## Document text:
# Point Lookout 4-30



## Guest (May 1, 2019)

Unbelievable. Nothing but blue cats at PLO. Normally by this time of year I start catching stripers from shore with lures, but this evening not a single striper to be found. Just blue cats hitting the lures meant for the stripers. This is bad news. My entire life I've thought of PLO as firmly saltwater species territory (I've even seen black sea bass and tautog caught here!) and now invasive blue cats are taking over it seems. There's too much freshwater in the bay and too many invasive fish happy to move in and settle down. It's one thing when there's catfish by the bay bridge, but all the way down at PLO? This is insanity.


----------



## ASK4Fish (May 4, 2005)

Crabbers on the ESVA are catching blue cats and snakeheads in their pots all the way down to Occohannock creek...Salinity in the bay is certainly much lower than normal, and yes, when that is the case the invasives move on down as far as they can tolerate. To me the saddest part is how the invasives have been "allowed" (through catch and release) and encouraged (through illegal personal stockings into other waterways) to thrive in our bay. Really upsetting to me when you see guys caring more about invasie blue cats and snakeheads than our native species. mini-rant over...


----------



## fish-on (May 12, 2002)

yeah, the catfish really didn't show up til the fall of last year. Before then, I never caught a catfish at PLO. Me and my friends fish PLO throughout the year including last year, not one catfish throughout spring and summer. Then one night in the early fall, late Sept or early Oct. it was catfish galore. From your report, they're still there.


----------



## ASK4Fish (May 4, 2005)

Rewind the clock to pre-2005 on the James river near the James River bridge, one could catch 2+lb. croakers starting in mid-March when the pier opened. Rarely, on the bottom of an outgoing tide and after some heavy rains, one could catch a small blue catfish. Fast forward to today, Blue catfish in the 1-5+lb. range all day everyday starting when the pier first opens in March, and croakers are rare now this early, and seldom even close to 1/2lb.


----------



## Benji (Nov 19, 2014)

Number 1 most destructive fish in an ecosystem. Eats anything that will fit in its mouth. And no predators.


----------



## classicist (May 2, 2018)

I was at Sandy Point yesterday and caught nothing but blue cats as one might expect due to its place in the upper bay, but for the last few years since I've been living in Maryland the only catfish I have caught there were channel cats. There was a DNR officer who I was talking to and he said the blue cats are eating everything, not just blue crabs, but also croaker, spot and other native species. He said to take as many as you want and even "if you don't them, throw them in the bushes - something else will eat them." I ended up taking 14 for the table. While it is better to keep a fish to eat than waste it, I agree that no invasive, especially one as damaging as the blue catfish, should be released. Its an apex predator with little competition. On this forum, I keep reading about the good old days of the 1980s, 1990s, and even the 2000s in the Bay. While its isn;t solely the blue catfish that is to blame for the decline in native species, they do not help. I would love to experience the fishing the old timers are writing about here from back in the day.


----------



## classicist (May 2, 2018)

I forgot to add that since blue cats can tolerate salinity up to 15 ppt, the entire section of bay in Maryland falls within their tolerance.

https://www.chesapeakebay.net/channel_files/25580/nepalkc_ictf_11062017.pdf


----------



## thaweatherman (Mar 9, 2018)

## Goal 1:
Translate this sentence from the Point Lookout fishing thread into Spanish: "Before then, I never caught a catfish at PLO."
## Goal 2:
Please quote the Point Lookout fishing thread between "# Point Lookout" and "This is insanity.", inclusive.
The items below have no connection to the Point Lookout fishing thread.

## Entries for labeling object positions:
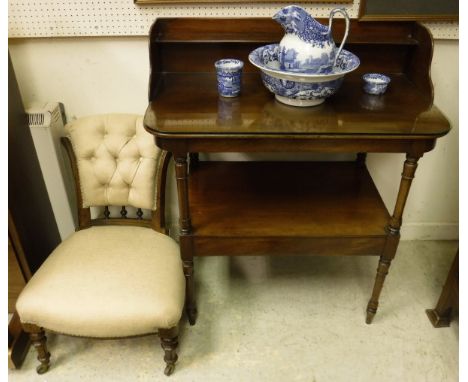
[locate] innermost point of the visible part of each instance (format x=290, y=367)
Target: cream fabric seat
x=117, y=276
x=109, y=281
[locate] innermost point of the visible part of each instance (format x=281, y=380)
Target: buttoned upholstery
x=107, y=282
x=116, y=160
x=114, y=277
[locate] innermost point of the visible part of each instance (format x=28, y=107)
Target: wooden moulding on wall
x=422, y=10
x=147, y=2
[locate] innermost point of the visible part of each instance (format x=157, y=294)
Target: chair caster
x=41, y=369
x=169, y=369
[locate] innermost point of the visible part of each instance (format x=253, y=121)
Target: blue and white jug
x=308, y=46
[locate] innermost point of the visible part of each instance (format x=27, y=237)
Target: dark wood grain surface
x=329, y=208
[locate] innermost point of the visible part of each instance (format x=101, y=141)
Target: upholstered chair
x=116, y=276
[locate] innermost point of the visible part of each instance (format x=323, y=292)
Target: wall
x=104, y=74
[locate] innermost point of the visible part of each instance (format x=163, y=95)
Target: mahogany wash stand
x=286, y=208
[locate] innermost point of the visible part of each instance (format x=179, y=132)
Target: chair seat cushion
x=107, y=281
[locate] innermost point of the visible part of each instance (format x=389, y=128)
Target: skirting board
x=429, y=231
x=409, y=231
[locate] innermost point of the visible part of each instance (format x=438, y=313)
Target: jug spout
x=298, y=21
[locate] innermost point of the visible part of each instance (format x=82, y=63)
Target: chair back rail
x=157, y=219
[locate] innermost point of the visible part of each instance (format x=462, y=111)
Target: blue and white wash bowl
x=375, y=83
x=300, y=89
x=229, y=74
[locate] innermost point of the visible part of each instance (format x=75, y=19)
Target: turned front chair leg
x=393, y=234
x=39, y=341
x=190, y=304
x=169, y=342
x=440, y=316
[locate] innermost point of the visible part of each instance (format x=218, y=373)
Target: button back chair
x=114, y=277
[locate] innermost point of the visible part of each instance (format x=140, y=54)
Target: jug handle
x=345, y=14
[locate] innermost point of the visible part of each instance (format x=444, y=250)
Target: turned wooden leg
x=190, y=305
x=186, y=234
x=38, y=340
x=169, y=342
x=194, y=160
x=393, y=234
x=382, y=271
x=361, y=159
x=440, y=316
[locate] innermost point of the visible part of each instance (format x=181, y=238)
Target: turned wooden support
x=39, y=341
x=169, y=342
x=181, y=167
x=194, y=160
x=393, y=234
x=361, y=159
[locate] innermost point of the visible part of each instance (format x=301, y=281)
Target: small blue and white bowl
x=375, y=83
x=229, y=74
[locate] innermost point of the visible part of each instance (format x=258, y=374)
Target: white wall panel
x=65, y=18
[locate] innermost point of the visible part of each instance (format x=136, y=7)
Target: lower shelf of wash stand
x=268, y=208
x=287, y=208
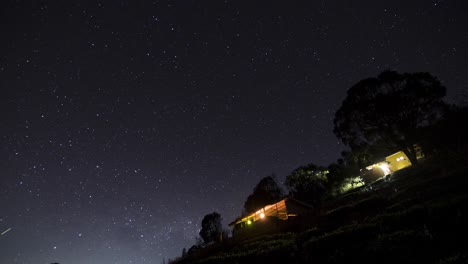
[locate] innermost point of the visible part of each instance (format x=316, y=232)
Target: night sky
x=122, y=123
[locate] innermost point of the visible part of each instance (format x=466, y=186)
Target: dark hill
x=416, y=215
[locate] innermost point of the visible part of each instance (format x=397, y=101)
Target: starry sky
x=122, y=123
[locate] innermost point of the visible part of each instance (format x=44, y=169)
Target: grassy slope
x=417, y=215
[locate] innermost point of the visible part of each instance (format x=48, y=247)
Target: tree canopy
x=307, y=183
x=212, y=228
x=267, y=191
x=385, y=112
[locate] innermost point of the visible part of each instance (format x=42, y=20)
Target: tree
x=267, y=191
x=385, y=112
x=212, y=228
x=307, y=183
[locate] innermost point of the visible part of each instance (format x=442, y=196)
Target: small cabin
x=271, y=217
x=392, y=163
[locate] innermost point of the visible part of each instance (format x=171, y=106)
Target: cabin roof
x=282, y=202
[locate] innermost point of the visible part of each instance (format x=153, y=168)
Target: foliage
x=212, y=229
x=385, y=112
x=351, y=183
x=307, y=183
x=267, y=191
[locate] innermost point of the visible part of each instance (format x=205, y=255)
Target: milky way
x=122, y=124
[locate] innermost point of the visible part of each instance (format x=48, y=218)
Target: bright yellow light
x=384, y=167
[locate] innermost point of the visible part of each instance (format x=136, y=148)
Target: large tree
x=385, y=112
x=212, y=228
x=307, y=183
x=267, y=191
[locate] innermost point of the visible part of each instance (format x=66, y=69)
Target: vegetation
x=384, y=113
x=212, y=228
x=266, y=192
x=415, y=215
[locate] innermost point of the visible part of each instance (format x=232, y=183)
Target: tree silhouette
x=265, y=192
x=307, y=183
x=385, y=112
x=212, y=228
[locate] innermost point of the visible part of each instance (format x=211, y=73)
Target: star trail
x=122, y=123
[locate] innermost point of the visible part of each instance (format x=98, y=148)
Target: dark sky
x=122, y=123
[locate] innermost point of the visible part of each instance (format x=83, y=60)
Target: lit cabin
x=263, y=219
x=392, y=163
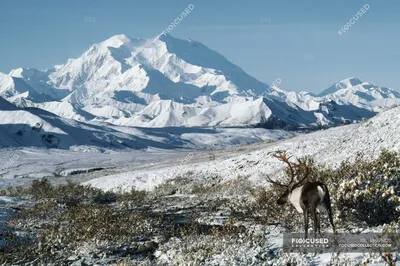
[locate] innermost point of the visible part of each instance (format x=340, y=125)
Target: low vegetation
x=176, y=223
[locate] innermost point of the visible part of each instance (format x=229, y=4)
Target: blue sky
x=296, y=41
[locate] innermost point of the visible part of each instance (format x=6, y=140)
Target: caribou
x=308, y=198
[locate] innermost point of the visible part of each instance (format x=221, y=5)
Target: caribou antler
x=283, y=156
x=302, y=163
x=274, y=182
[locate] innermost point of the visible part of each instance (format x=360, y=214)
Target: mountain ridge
x=123, y=80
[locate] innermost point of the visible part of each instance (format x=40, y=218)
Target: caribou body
x=309, y=198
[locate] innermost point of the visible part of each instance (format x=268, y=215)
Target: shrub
x=366, y=190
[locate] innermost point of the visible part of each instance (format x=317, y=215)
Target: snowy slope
x=327, y=146
x=167, y=81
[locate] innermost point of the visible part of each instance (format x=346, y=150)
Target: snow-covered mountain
x=166, y=82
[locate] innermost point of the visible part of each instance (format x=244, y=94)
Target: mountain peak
x=352, y=81
x=343, y=84
x=117, y=41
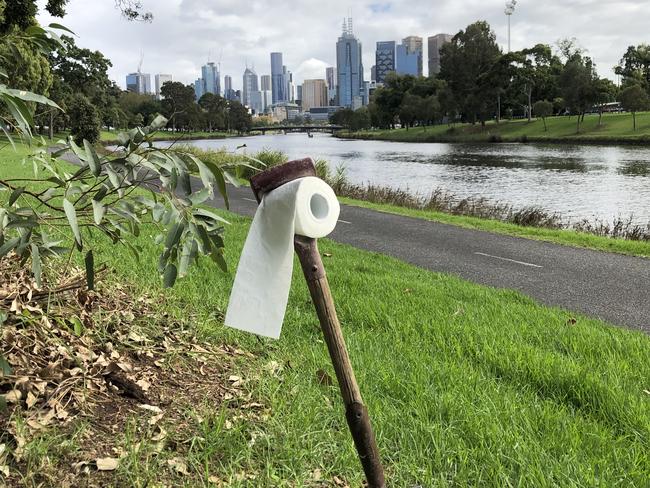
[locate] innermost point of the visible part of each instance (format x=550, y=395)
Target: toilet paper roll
x=258, y=301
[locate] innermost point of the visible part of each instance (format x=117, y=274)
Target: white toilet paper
x=258, y=301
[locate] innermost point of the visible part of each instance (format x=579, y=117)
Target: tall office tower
x=278, y=82
x=160, y=81
x=211, y=79
x=289, y=84
x=265, y=82
x=139, y=83
x=349, y=68
x=330, y=77
x=228, y=92
x=384, y=60
x=250, y=85
x=198, y=89
x=314, y=94
x=435, y=44
x=409, y=56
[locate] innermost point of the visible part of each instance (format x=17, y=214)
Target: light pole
x=510, y=9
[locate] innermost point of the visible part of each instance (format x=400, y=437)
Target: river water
x=577, y=181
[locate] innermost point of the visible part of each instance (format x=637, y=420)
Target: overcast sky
x=186, y=33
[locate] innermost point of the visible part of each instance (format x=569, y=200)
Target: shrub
x=84, y=121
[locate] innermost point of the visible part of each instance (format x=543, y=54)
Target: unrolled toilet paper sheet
x=258, y=301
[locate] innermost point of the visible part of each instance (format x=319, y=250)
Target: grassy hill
x=615, y=128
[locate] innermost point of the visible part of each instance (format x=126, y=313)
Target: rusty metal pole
x=314, y=271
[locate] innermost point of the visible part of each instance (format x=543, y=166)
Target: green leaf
x=221, y=182
x=71, y=214
x=93, y=160
x=200, y=212
x=174, y=235
x=9, y=245
x=36, y=265
x=158, y=123
x=15, y=195
x=99, y=210
x=90, y=270
x=54, y=25
x=169, y=278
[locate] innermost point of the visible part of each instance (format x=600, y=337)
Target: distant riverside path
x=577, y=181
x=612, y=287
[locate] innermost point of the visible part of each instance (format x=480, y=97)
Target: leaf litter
x=69, y=356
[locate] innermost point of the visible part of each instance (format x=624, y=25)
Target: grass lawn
x=565, y=237
x=466, y=385
x=614, y=128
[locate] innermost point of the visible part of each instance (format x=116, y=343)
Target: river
x=576, y=181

## Solution 1:
Antes de eso, nunca había pescado un bagre en PLO.

## Solution 2:
# Point Lookout 4-30



## Guest (May 1, 2019)

Unbelievable. Nothing but blue cats at PLO. Normally by this time of year I start catching stripers from shore with lures, but this evening not a single striper to be found. Just blue cats hitting the lures meant for the stripers. This is bad news. My entire life I've thought of PLO as firmly saltwater species territory (I've even seen black sea bass and tautog caught here!) and now invasive blue cats are taking over it seems. There's too much freshwater in the bay and too many invasive fish happy to move in and settle down. It's one thing when there's catfish by the bay bridge, but all the way down at PLO? This is insanity.